● WORK ITEM
Take the lines below beginning at the line that has "Target: right leaf" and stopping after the line that has "Where can the stone", and print them exactly as they are, with no other lines.

● PROVIDED RECORDS
- Opening Delimiter -

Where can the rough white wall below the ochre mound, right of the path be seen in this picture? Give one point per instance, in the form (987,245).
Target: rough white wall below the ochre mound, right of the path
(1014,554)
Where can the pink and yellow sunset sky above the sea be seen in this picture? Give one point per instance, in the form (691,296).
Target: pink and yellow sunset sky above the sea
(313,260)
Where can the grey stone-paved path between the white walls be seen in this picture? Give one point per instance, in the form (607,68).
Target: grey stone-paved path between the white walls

- Closing Delimiter -
- Opening Delimiter -

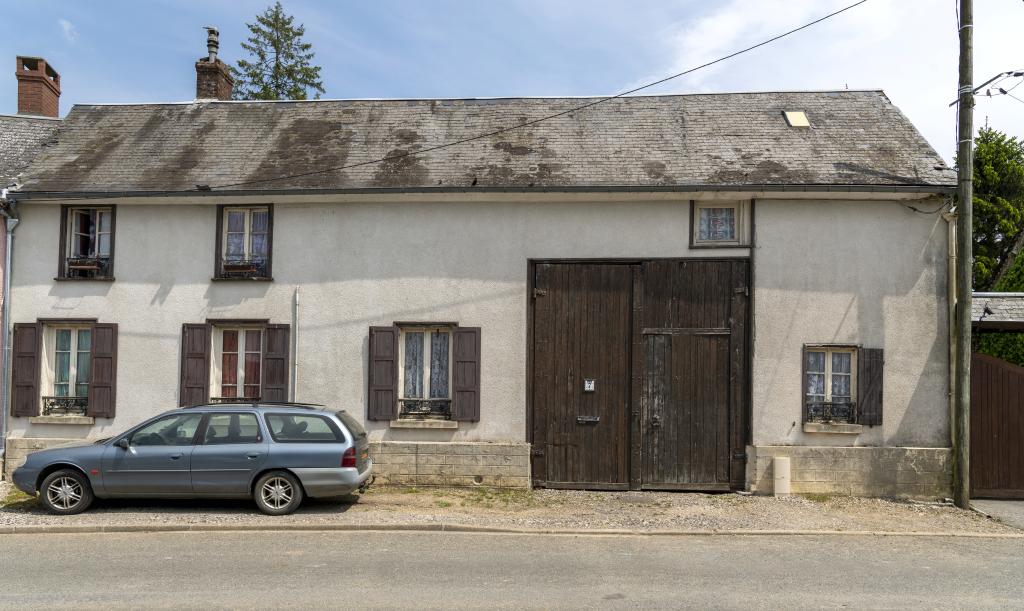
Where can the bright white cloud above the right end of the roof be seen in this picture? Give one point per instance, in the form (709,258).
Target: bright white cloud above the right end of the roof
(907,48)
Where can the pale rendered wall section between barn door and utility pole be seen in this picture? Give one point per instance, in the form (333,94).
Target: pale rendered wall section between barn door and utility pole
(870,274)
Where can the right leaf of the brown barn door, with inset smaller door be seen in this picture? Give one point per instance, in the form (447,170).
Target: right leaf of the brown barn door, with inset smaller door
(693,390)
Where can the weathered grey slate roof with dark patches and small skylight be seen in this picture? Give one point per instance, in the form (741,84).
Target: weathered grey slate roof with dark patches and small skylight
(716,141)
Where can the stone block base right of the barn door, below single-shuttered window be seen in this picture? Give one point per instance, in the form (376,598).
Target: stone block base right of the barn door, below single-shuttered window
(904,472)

- Closing Delimiter -
- Opening Delimiter -

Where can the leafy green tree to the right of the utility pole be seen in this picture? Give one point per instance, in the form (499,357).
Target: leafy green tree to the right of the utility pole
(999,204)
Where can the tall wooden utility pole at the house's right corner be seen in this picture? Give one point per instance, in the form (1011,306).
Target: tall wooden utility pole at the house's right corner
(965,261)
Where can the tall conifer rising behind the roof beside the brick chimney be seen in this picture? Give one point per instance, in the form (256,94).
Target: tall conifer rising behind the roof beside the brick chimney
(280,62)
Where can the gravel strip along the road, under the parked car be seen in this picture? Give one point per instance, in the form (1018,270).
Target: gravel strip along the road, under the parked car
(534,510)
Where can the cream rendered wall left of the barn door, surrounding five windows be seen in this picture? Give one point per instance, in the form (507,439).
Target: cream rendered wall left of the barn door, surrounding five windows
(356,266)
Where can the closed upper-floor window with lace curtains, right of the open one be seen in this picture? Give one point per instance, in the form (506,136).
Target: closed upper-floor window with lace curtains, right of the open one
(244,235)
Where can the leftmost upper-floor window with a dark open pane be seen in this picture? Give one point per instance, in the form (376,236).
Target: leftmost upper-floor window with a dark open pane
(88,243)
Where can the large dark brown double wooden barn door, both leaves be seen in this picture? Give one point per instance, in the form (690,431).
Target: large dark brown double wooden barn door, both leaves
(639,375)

- Closing Delimiter -

● PROBLEM SOLUTION
Target: right leaf of the brown barn door, with inset smaller door
(693,390)
Where can the weathered grey slate roof with dark patches and small skylight be seen in this picture? Give one point per instance, in the form (741,84).
Target: weathered grey slate roof with dark patches and small skylight
(716,141)
Where can the stone block base right of the barn door, below single-shuttered window be seen in this picture? Give one point per instance, in the form (376,598).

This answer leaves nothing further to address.